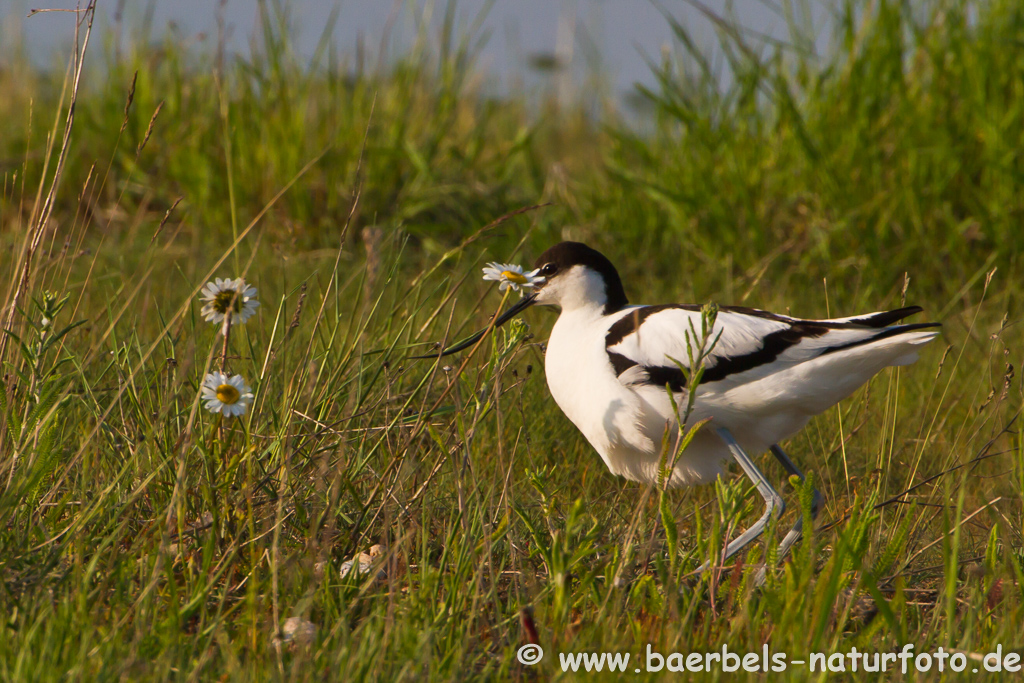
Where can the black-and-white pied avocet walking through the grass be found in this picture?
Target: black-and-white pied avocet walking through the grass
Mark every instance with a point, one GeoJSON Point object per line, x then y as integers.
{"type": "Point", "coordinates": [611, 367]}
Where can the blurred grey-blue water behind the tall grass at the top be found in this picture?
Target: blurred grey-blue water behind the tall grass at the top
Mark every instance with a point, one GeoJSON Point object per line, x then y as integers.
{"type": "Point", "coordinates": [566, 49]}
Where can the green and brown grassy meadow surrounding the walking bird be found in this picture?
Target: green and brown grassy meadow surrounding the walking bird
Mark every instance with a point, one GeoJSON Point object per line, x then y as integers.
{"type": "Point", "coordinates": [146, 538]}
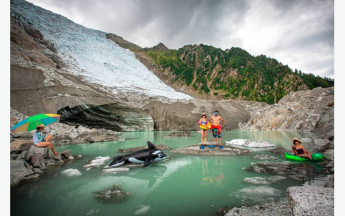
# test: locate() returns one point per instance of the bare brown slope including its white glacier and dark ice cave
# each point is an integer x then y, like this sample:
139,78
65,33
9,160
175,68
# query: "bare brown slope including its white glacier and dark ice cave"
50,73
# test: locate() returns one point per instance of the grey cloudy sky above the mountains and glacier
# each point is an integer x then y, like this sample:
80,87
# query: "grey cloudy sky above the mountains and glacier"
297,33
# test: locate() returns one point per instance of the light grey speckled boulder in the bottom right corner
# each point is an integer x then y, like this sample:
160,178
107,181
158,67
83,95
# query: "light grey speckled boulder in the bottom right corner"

* * *

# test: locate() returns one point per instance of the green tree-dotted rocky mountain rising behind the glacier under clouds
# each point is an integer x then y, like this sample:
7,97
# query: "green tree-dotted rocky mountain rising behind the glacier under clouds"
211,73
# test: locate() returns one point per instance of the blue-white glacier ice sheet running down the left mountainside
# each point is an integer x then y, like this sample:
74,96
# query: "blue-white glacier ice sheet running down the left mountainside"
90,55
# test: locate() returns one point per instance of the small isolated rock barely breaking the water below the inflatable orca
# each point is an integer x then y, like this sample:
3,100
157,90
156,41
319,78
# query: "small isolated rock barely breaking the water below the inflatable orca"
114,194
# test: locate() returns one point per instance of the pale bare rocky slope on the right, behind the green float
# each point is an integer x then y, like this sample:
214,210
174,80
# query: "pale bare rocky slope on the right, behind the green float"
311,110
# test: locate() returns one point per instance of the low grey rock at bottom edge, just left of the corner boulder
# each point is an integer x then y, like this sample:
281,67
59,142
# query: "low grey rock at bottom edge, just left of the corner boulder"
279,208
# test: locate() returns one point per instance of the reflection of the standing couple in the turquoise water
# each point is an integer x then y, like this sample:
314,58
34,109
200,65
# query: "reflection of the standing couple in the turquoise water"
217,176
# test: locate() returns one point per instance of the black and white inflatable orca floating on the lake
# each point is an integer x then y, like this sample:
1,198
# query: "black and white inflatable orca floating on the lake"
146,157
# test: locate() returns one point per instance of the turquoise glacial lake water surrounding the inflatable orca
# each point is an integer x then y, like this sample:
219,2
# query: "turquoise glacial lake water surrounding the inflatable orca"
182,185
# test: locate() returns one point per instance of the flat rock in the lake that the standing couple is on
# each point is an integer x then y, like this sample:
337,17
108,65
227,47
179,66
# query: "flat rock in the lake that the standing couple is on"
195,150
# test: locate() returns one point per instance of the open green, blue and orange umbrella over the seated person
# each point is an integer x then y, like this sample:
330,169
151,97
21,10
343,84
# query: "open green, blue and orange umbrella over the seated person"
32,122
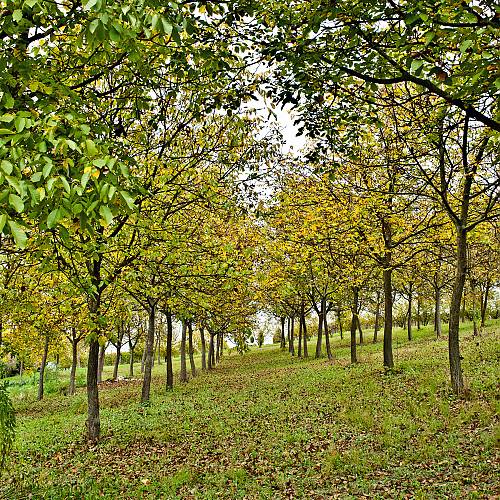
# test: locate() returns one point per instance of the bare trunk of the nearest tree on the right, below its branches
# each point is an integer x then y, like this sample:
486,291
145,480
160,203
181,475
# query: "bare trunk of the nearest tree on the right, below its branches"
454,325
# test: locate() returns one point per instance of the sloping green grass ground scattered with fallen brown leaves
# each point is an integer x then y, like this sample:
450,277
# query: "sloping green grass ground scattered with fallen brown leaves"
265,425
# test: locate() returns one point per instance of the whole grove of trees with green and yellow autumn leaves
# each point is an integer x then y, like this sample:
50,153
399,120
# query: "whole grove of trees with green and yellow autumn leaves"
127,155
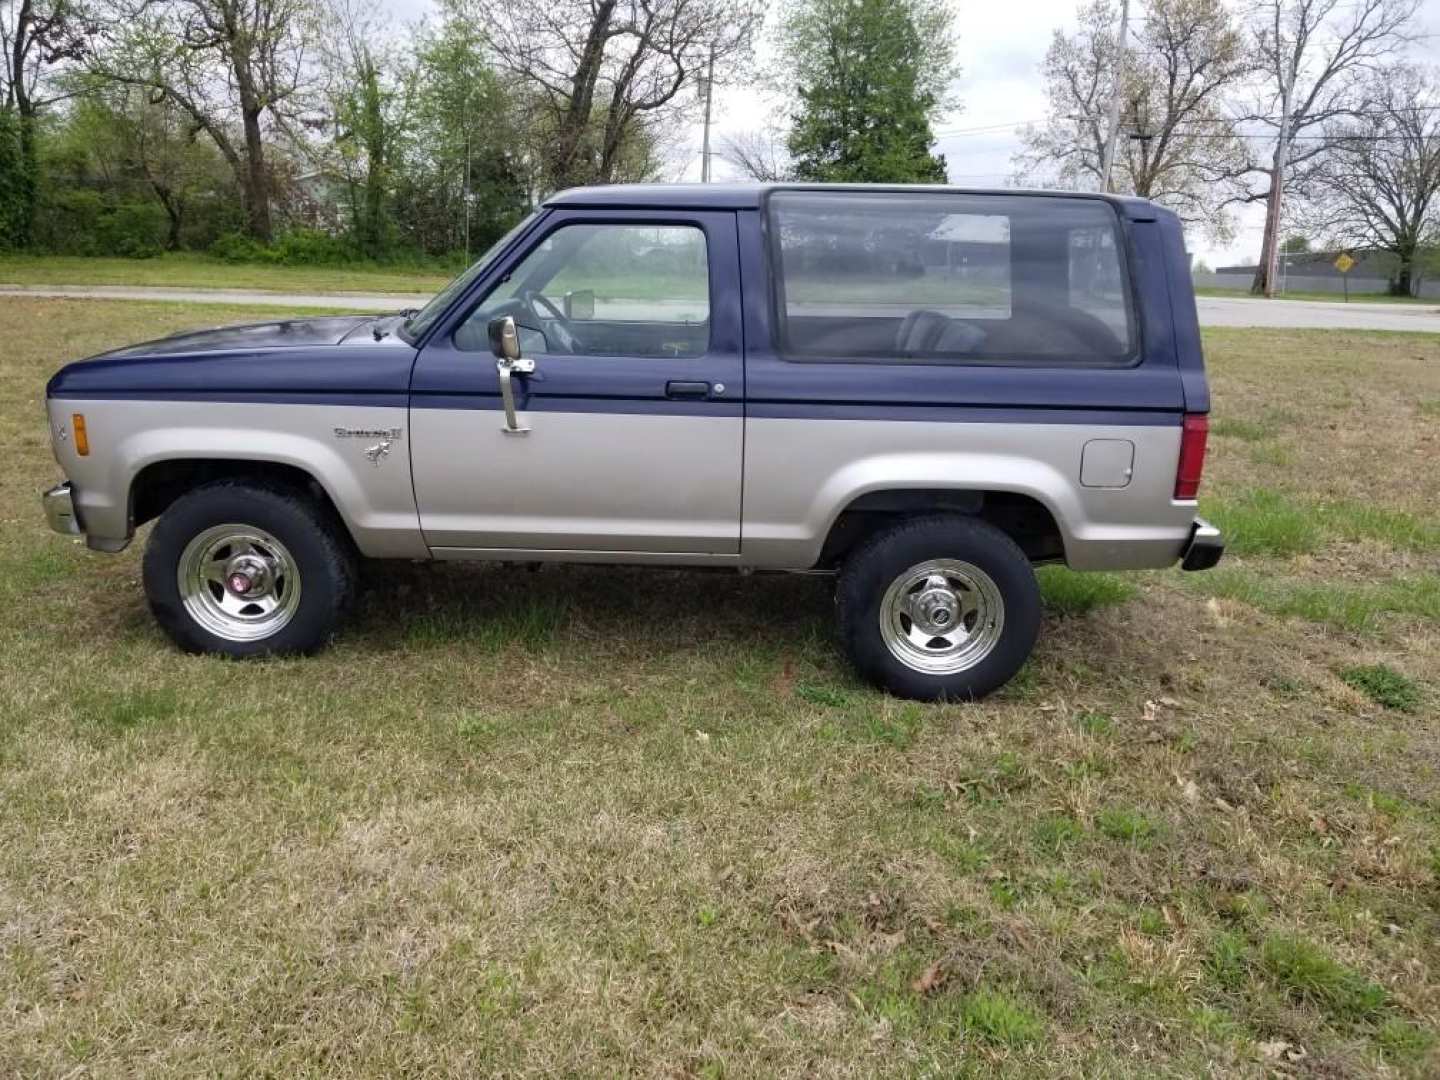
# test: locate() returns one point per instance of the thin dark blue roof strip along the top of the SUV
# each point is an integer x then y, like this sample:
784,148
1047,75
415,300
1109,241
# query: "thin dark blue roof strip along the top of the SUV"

---

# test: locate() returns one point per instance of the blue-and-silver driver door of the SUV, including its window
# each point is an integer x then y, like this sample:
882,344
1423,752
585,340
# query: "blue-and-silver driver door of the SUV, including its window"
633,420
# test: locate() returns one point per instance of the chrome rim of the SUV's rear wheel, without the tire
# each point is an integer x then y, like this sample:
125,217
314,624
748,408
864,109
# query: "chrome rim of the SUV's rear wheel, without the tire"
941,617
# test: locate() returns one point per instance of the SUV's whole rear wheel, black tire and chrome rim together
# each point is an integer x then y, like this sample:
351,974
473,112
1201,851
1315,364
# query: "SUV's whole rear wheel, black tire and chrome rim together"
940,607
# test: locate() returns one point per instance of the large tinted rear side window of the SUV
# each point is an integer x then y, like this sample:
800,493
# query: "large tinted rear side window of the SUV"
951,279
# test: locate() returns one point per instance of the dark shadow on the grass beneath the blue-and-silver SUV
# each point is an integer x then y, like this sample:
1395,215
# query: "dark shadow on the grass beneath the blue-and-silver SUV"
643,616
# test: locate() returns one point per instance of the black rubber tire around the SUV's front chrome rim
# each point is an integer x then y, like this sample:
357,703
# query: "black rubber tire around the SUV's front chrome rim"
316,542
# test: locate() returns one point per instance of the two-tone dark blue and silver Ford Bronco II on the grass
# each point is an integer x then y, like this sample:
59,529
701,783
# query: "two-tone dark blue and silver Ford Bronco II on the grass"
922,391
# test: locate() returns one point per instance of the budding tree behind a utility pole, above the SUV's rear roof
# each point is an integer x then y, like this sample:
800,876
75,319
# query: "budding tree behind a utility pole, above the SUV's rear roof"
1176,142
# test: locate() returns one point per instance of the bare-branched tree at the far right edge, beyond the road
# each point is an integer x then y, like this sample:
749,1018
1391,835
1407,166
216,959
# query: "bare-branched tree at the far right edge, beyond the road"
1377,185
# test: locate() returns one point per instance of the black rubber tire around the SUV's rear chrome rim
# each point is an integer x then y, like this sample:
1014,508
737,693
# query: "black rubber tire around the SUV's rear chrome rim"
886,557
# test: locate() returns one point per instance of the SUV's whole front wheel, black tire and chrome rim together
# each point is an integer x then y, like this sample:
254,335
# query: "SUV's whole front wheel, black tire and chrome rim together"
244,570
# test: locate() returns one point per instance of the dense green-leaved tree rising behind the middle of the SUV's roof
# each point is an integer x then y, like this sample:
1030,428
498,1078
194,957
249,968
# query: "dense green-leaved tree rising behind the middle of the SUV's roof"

[YOUR TASK] Whenever a line above includes "meadow", copy it in full.

[EXERCISE SOLUTION]
Where can the green and brown grassy meadow surrounding the walking bird be found in this picture?
Target: green and brown grassy meadow surrounding the walking bird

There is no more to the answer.